Could you return every entry below verbatim, changing nothing?

Items listed in a dataset:
• • •

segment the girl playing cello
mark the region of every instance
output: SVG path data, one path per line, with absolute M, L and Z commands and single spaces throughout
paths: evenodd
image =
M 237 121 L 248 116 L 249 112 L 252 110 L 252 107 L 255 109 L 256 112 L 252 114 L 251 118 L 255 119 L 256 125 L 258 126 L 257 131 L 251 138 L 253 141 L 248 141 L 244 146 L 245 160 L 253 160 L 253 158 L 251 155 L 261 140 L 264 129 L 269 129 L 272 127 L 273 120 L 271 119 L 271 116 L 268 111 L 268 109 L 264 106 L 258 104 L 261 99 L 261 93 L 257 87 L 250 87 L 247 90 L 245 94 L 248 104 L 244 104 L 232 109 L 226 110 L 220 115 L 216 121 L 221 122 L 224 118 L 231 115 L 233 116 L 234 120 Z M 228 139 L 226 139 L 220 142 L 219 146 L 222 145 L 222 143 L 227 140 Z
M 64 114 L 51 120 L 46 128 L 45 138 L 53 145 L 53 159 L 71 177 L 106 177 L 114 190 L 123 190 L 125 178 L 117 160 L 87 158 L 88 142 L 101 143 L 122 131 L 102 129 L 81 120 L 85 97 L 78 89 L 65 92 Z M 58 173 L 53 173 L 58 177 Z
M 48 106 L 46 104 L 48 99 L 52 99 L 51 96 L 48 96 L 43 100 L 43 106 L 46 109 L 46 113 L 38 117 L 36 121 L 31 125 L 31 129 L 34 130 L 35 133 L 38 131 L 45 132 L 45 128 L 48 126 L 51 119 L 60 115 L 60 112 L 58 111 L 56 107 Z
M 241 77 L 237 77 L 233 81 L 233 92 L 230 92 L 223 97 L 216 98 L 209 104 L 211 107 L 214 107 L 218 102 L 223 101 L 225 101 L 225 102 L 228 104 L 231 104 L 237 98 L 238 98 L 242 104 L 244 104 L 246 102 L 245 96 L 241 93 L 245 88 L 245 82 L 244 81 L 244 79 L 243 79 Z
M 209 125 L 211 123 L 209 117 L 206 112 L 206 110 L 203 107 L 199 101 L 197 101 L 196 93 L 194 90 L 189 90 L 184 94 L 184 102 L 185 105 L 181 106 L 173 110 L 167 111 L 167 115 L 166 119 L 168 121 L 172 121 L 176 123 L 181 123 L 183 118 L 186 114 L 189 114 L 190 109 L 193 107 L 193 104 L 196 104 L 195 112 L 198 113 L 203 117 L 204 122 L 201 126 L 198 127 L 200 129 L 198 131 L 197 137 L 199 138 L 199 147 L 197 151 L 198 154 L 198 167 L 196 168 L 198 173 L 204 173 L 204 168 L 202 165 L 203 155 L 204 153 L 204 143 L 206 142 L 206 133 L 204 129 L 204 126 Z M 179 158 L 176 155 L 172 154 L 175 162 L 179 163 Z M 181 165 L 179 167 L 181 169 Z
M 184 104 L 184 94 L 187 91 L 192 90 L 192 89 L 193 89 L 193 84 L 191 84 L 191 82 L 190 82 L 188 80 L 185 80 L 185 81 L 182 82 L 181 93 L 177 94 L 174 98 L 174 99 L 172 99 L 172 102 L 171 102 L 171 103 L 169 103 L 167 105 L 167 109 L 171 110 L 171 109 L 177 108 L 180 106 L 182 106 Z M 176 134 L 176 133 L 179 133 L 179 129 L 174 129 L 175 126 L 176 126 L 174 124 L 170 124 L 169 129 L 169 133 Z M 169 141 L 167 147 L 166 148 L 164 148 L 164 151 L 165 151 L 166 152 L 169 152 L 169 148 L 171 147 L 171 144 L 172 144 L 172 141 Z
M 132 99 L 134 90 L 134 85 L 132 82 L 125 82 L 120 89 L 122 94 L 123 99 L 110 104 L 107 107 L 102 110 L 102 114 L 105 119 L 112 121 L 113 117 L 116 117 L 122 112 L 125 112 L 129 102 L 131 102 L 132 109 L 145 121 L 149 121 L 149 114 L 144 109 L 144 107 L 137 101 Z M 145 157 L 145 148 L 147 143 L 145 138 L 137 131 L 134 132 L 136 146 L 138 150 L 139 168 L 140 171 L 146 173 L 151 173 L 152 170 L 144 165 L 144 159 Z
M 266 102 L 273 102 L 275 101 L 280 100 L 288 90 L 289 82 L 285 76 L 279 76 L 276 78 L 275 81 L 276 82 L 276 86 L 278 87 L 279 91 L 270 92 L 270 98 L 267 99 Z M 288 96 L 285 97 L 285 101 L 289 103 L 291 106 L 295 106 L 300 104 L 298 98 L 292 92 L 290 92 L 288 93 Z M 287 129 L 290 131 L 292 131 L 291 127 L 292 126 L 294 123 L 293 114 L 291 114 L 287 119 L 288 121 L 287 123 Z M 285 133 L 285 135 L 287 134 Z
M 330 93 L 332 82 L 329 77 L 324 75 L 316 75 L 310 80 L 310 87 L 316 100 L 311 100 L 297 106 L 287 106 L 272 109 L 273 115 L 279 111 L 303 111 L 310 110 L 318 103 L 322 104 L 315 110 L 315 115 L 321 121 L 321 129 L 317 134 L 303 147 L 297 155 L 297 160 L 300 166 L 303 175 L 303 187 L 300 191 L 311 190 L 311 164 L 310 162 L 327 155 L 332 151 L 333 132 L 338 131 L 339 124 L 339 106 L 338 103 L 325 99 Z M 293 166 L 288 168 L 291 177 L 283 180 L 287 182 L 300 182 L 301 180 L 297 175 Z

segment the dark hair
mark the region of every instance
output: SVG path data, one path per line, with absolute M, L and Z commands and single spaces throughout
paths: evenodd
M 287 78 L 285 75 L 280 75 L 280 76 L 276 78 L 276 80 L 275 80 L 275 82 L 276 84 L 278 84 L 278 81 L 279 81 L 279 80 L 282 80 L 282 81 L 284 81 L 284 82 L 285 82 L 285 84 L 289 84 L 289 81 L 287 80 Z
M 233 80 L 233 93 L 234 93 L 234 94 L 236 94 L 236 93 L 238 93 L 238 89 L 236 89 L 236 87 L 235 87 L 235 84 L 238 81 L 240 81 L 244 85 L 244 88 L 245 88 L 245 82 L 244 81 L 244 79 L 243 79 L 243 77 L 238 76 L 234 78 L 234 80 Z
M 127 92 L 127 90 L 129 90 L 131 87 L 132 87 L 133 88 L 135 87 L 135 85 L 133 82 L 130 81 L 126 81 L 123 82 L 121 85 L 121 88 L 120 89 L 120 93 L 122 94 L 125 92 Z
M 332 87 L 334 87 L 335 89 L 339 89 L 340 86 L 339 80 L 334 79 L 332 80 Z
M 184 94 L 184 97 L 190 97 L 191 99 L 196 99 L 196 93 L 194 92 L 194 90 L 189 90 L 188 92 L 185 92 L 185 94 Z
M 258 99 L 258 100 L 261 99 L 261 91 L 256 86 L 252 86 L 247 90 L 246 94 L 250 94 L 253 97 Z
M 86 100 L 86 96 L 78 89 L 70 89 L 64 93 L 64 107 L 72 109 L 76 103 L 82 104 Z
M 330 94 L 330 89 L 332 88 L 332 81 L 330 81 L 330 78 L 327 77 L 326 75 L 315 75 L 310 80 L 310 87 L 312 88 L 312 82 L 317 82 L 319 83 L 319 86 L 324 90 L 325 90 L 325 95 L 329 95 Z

• • •

* Task result:
segment the girl playing cello
mark the region of every instance
output: SVG path data, one path per line, with absolute M, L and Z commands and single spaces throughout
paths: evenodd
image =
M 237 121 L 248 116 L 249 112 L 252 110 L 252 107 L 255 109 L 256 112 L 252 114 L 251 118 L 255 119 L 256 125 L 258 126 L 257 131 L 251 138 L 253 141 L 248 141 L 244 146 L 245 160 L 253 160 L 253 158 L 251 155 L 261 140 L 264 129 L 269 129 L 272 127 L 273 120 L 271 119 L 271 116 L 268 111 L 268 109 L 264 106 L 258 104 L 261 99 L 261 93 L 257 87 L 250 87 L 247 90 L 245 94 L 248 104 L 244 104 L 232 109 L 226 110 L 220 115 L 216 121 L 221 122 L 224 118 L 231 115 L 233 116 L 234 120 Z M 228 139 L 226 139 L 220 142 L 219 146 L 222 145 L 222 143 L 227 140 Z
M 64 114 L 51 120 L 46 128 L 45 138 L 53 145 L 53 159 L 71 177 L 106 177 L 114 190 L 123 190 L 125 178 L 117 160 L 87 158 L 88 142 L 101 143 L 122 131 L 102 129 L 81 120 L 85 97 L 78 89 L 65 92 Z M 58 173 L 53 173 L 58 177 Z
M 48 106 L 46 104 L 48 99 L 52 99 L 51 96 L 48 96 L 43 100 L 43 106 L 46 109 L 46 113 L 38 117 L 36 121 L 31 125 L 31 129 L 34 130 L 35 133 L 38 131 L 45 132 L 45 128 L 48 126 L 51 119 L 60 115 L 60 112 L 58 111 L 56 107 Z
M 241 77 L 237 77 L 233 81 L 233 92 L 230 92 L 223 97 L 216 98 L 209 104 L 211 107 L 214 107 L 218 102 L 223 101 L 225 101 L 225 102 L 228 104 L 231 104 L 237 98 L 238 98 L 242 104 L 244 104 L 246 102 L 245 96 L 241 93 L 245 88 L 245 82 L 244 81 L 244 79 L 243 79 Z
M 209 125 L 211 123 L 209 117 L 206 112 L 206 110 L 203 107 L 199 101 L 197 101 L 196 93 L 194 90 L 189 90 L 184 94 L 184 102 L 185 105 L 181 106 L 173 110 L 167 111 L 167 115 L 166 119 L 168 121 L 172 121 L 176 123 L 181 123 L 183 118 L 186 114 L 189 114 L 190 109 L 193 107 L 193 104 L 196 104 L 195 112 L 198 113 L 203 117 L 204 122 L 201 126 L 198 127 L 200 129 L 198 131 L 197 137 L 199 138 L 199 147 L 197 151 L 198 154 L 198 167 L 196 168 L 198 173 L 204 173 L 204 168 L 202 165 L 203 155 L 204 153 L 204 143 L 206 142 L 206 133 L 204 129 L 204 126 Z M 179 158 L 176 155 L 172 154 L 175 162 L 179 163 Z M 181 165 L 179 167 L 181 169 Z
M 184 104 L 184 94 L 187 91 L 192 90 L 192 89 L 193 89 L 193 84 L 191 84 L 191 82 L 190 82 L 188 80 L 185 80 L 185 81 L 182 82 L 181 93 L 177 94 L 174 98 L 174 99 L 172 99 L 172 102 L 171 102 L 171 103 L 169 103 L 167 105 L 167 109 L 171 110 L 171 109 L 177 108 L 180 106 L 182 106 Z M 176 134 L 176 133 L 179 133 L 179 129 L 174 129 L 175 126 L 176 126 L 174 124 L 170 124 L 169 129 L 169 133 Z M 169 141 L 167 147 L 166 148 L 164 148 L 164 151 L 165 151 L 166 152 L 169 152 L 169 148 L 171 147 L 171 144 L 172 144 L 172 141 Z
M 132 99 L 134 90 L 134 85 L 132 82 L 125 82 L 120 89 L 122 94 L 123 99 L 110 104 L 107 107 L 102 110 L 102 114 L 105 119 L 112 121 L 113 117 L 116 117 L 122 112 L 125 112 L 129 102 L 131 102 L 132 109 L 145 121 L 149 121 L 149 114 L 144 109 L 144 107 L 137 101 Z M 145 157 L 145 148 L 147 143 L 145 138 L 137 131 L 134 132 L 136 146 L 138 150 L 139 168 L 140 171 L 146 173 L 151 173 L 152 170 L 144 165 L 144 159 Z
M 266 102 L 273 102 L 275 101 L 280 100 L 288 90 L 289 82 L 285 76 L 279 76 L 276 78 L 275 81 L 276 82 L 276 86 L 278 87 L 279 91 L 270 92 L 270 98 L 267 99 Z M 288 96 L 285 97 L 285 101 L 289 103 L 291 106 L 295 106 L 300 104 L 298 98 L 292 92 L 290 92 L 288 93 Z M 287 129 L 290 131 L 292 131 L 291 127 L 292 126 L 294 123 L 293 114 L 291 114 L 287 119 L 288 121 L 287 123 Z M 285 133 L 285 135 L 287 134 Z
M 330 93 L 332 82 L 329 77 L 324 75 L 316 75 L 310 80 L 310 87 L 316 100 L 311 100 L 297 106 L 287 106 L 272 109 L 273 115 L 279 111 L 303 111 L 310 110 L 318 103 L 322 104 L 315 110 L 315 115 L 321 121 L 321 129 L 317 134 L 303 147 L 297 155 L 297 160 L 300 166 L 303 175 L 303 187 L 300 191 L 311 190 L 311 164 L 310 162 L 327 155 L 332 151 L 333 132 L 338 131 L 339 124 L 339 106 L 338 103 L 325 99 Z M 293 166 L 288 168 L 291 177 L 283 180 L 287 182 L 300 182 L 301 180 L 297 175 Z

segment the dark hair
mark the region of every instance
output: SVG path data, one path per line, with absolute M, L and Z commands and single spaces throughout
paths: evenodd
M 287 78 L 285 75 L 280 75 L 280 76 L 276 78 L 276 80 L 275 80 L 275 82 L 276 84 L 278 84 L 278 81 L 279 81 L 279 80 L 282 80 L 282 81 L 284 81 L 284 82 L 285 82 L 285 84 L 289 84 L 289 81 L 287 80 Z
M 233 80 L 233 93 L 234 93 L 234 94 L 236 94 L 236 93 L 238 93 L 238 89 L 236 89 L 236 87 L 235 87 L 235 84 L 238 81 L 240 81 L 244 85 L 244 88 L 245 88 L 245 82 L 244 81 L 244 79 L 243 79 L 243 77 L 238 76 L 234 78 L 234 80 Z
M 127 92 L 127 90 L 129 90 L 131 87 L 132 87 L 133 88 L 135 87 L 135 85 L 133 82 L 130 81 L 126 81 L 123 82 L 121 85 L 121 88 L 120 89 L 120 93 L 122 94 L 125 92 Z
M 332 87 L 334 87 L 335 89 L 339 89 L 340 86 L 339 80 L 334 79 L 332 80 Z
M 184 94 L 184 97 L 190 97 L 191 99 L 196 99 L 196 93 L 194 92 L 194 90 L 189 90 L 188 92 L 185 92 L 185 94 Z
M 258 99 L 258 100 L 261 99 L 261 91 L 256 86 L 252 86 L 247 90 L 246 94 L 250 94 L 253 97 Z
M 86 100 L 86 96 L 78 89 L 70 89 L 64 93 L 64 107 L 72 109 L 76 103 L 82 104 Z
M 330 94 L 330 89 L 332 88 L 332 81 L 330 81 L 330 78 L 327 77 L 326 75 L 315 75 L 310 80 L 310 87 L 312 88 L 312 82 L 317 82 L 319 83 L 319 86 L 324 90 L 325 90 L 325 95 L 329 95 Z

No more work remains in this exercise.